EXERCISE REQUIREMENTS:
From the line below that contains "Target: water bottle" to the line that contains "Target: chair", repeat every line exactly, both ends included, and nothing else.

(Records from a data collection)
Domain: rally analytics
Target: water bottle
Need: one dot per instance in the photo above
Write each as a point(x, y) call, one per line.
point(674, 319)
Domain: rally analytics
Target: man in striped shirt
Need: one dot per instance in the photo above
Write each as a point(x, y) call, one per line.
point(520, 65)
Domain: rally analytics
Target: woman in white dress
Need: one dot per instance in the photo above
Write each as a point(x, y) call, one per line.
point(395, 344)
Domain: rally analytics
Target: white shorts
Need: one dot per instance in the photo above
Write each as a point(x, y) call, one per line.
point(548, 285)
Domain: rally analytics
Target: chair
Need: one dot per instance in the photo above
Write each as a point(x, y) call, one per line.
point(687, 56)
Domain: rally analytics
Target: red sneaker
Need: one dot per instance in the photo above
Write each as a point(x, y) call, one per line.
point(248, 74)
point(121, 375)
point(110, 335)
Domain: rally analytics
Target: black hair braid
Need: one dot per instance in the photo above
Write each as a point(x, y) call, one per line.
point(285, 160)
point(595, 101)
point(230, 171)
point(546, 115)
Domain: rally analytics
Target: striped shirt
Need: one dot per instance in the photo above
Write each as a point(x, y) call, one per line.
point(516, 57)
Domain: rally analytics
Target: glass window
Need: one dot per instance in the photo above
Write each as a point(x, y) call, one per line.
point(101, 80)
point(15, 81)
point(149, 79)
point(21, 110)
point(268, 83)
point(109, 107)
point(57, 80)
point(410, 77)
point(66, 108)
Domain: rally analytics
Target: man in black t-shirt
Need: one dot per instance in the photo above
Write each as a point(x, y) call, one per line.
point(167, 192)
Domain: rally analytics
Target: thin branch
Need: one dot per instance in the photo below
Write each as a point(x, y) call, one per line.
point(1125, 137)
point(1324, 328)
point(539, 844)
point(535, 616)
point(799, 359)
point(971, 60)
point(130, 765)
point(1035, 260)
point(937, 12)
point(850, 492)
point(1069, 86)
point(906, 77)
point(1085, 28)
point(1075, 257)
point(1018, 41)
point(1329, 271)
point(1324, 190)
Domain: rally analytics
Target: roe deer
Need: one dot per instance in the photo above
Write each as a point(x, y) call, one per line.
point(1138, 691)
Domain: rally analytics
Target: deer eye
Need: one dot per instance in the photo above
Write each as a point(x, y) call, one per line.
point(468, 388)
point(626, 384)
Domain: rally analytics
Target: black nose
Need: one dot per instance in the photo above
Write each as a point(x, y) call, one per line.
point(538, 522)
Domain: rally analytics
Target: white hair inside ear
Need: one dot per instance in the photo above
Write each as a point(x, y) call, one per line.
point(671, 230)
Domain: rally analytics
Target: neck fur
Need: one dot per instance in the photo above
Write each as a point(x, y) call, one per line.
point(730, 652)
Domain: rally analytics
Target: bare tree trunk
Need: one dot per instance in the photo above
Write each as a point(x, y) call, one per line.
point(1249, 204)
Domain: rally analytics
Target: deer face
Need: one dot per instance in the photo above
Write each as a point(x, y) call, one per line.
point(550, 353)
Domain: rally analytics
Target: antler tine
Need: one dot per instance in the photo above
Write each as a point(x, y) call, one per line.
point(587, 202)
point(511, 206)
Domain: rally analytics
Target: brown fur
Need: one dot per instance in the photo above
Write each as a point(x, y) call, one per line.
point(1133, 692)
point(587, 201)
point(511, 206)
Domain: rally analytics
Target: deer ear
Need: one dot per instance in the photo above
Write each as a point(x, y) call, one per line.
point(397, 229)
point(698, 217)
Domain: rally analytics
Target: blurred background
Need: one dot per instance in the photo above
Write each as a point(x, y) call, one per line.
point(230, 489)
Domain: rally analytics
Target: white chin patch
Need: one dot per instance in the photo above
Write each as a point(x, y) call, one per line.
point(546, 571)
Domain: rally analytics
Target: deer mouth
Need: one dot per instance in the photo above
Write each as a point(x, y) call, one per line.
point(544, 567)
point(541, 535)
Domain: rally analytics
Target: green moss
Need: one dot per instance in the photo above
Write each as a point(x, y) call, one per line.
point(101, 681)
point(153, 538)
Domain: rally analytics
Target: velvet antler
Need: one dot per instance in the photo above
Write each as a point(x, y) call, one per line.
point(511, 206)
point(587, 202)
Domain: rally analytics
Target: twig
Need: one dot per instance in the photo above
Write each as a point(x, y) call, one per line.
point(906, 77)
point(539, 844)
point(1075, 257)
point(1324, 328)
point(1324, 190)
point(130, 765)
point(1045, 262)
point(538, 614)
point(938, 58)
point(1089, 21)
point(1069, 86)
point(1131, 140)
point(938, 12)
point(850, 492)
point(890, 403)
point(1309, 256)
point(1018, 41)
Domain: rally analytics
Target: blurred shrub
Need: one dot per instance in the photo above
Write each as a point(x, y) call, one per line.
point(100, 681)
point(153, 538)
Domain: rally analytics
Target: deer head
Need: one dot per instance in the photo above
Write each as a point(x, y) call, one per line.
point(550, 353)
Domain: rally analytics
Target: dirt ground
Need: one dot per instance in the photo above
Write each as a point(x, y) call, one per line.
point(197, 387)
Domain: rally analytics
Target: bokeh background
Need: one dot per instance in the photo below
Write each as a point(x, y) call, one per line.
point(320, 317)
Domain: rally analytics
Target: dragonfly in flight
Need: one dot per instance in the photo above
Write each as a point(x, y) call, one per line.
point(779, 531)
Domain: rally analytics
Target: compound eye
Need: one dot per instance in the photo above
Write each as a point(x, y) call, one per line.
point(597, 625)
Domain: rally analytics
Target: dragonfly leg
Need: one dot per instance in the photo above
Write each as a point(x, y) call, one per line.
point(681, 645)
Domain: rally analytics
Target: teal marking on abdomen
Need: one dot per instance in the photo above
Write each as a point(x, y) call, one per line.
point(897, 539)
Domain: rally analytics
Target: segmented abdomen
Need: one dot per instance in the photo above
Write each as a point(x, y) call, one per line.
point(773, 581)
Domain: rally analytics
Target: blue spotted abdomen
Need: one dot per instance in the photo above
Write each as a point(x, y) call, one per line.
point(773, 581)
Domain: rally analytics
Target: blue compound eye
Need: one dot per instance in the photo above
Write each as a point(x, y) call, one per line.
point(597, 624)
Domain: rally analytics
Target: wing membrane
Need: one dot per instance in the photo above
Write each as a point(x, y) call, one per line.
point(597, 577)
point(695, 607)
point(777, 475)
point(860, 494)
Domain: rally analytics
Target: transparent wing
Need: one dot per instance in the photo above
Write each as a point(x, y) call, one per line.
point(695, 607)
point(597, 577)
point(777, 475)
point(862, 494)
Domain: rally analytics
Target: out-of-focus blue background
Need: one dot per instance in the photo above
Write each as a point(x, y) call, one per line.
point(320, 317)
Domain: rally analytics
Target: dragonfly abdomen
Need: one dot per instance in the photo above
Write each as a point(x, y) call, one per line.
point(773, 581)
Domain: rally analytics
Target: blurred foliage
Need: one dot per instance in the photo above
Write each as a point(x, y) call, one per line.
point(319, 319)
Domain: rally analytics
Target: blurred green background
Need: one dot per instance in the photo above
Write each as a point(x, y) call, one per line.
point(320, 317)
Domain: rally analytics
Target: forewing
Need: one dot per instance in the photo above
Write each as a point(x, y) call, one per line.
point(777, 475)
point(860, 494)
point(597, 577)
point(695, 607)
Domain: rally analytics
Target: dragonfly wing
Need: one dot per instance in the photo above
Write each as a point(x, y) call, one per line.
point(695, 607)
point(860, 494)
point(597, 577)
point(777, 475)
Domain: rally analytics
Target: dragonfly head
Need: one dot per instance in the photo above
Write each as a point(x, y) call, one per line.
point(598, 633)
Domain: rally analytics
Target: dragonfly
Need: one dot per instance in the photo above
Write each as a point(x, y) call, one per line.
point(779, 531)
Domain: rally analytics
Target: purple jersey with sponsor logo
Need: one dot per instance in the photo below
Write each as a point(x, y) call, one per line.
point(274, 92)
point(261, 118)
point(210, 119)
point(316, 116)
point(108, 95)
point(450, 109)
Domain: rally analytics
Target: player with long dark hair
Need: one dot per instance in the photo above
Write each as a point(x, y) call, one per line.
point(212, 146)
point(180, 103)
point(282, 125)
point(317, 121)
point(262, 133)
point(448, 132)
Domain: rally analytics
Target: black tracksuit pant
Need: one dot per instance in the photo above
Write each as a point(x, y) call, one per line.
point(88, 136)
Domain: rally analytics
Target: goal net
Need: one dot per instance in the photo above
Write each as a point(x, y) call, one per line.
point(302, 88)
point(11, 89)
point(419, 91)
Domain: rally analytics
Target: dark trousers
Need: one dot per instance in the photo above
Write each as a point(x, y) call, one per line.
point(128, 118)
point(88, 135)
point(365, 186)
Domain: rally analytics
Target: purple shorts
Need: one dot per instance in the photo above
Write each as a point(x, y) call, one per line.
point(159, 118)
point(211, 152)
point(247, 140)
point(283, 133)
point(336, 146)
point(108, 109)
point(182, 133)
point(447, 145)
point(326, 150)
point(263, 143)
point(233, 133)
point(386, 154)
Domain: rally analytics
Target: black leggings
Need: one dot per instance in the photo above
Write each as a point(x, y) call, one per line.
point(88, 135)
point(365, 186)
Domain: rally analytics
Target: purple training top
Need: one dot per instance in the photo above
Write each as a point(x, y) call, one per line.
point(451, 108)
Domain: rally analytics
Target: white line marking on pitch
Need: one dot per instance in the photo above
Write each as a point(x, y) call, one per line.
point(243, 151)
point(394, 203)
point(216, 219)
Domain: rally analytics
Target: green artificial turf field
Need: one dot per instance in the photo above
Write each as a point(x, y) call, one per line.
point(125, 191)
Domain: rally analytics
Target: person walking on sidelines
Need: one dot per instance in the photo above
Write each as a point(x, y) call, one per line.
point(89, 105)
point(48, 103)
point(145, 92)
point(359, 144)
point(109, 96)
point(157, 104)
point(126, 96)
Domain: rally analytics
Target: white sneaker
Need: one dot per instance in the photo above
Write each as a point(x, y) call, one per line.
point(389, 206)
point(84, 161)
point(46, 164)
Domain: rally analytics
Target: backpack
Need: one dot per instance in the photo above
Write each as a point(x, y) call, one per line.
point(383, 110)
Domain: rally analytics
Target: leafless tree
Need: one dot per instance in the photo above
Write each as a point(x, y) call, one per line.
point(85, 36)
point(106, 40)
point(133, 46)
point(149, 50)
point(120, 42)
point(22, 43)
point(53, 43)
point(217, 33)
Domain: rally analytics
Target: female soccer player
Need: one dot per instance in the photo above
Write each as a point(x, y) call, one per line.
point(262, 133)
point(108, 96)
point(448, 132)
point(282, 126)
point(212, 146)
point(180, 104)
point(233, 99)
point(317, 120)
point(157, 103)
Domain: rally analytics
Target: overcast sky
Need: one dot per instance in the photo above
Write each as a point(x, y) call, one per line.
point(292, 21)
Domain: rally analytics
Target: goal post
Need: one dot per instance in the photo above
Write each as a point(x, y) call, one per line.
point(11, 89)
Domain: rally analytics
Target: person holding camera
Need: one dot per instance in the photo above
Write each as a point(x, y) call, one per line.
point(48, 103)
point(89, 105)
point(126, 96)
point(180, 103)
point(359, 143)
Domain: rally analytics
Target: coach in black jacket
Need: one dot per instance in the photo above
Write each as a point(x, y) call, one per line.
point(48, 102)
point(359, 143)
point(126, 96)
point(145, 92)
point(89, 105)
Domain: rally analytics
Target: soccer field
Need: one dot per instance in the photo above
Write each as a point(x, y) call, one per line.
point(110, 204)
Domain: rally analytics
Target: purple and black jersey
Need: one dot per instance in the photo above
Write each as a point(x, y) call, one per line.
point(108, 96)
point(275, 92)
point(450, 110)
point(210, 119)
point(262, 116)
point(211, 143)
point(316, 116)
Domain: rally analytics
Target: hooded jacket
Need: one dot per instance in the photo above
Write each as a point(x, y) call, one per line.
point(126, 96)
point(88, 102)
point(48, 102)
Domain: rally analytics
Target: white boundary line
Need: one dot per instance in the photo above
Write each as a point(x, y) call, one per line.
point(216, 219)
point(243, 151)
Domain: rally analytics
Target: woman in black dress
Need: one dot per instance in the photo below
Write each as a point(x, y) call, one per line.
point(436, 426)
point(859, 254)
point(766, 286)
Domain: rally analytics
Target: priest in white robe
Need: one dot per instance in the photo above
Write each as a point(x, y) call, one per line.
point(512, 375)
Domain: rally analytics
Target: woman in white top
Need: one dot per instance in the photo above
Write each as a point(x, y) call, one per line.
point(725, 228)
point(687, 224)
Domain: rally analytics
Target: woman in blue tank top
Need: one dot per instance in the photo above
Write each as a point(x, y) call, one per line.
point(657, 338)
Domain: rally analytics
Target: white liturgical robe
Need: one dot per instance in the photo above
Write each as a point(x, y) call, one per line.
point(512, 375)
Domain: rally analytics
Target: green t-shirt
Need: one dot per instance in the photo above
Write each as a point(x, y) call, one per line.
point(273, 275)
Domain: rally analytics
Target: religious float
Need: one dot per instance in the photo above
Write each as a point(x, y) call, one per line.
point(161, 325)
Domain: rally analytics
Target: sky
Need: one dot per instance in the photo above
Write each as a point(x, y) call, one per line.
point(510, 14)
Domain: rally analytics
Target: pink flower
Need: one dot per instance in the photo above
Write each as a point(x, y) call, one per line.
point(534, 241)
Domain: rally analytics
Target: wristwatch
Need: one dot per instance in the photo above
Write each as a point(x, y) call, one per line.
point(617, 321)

FINAL ANSWER:
Target: water bottle
Need: one dot per instance in the photo above
Write each as a point(x, y) call, one per line.
point(674, 319)
Domain: rally analytics
Target: man in striped shirt
Need: one dot per instance in the photo above
Write each as a point(x, y) call, one per line.
point(520, 65)
Domain: rally analytics
Target: woman in white dress
Need: one dot per instance in the photo above
Write each as a point(x, y) call, one per line.
point(395, 344)
Domain: rally analytics
Target: white shorts
Need: one dot per instance in the photo above
Write each as a point(x, y) call, one per line.
point(548, 285)
Domain: rally analytics
Target: chair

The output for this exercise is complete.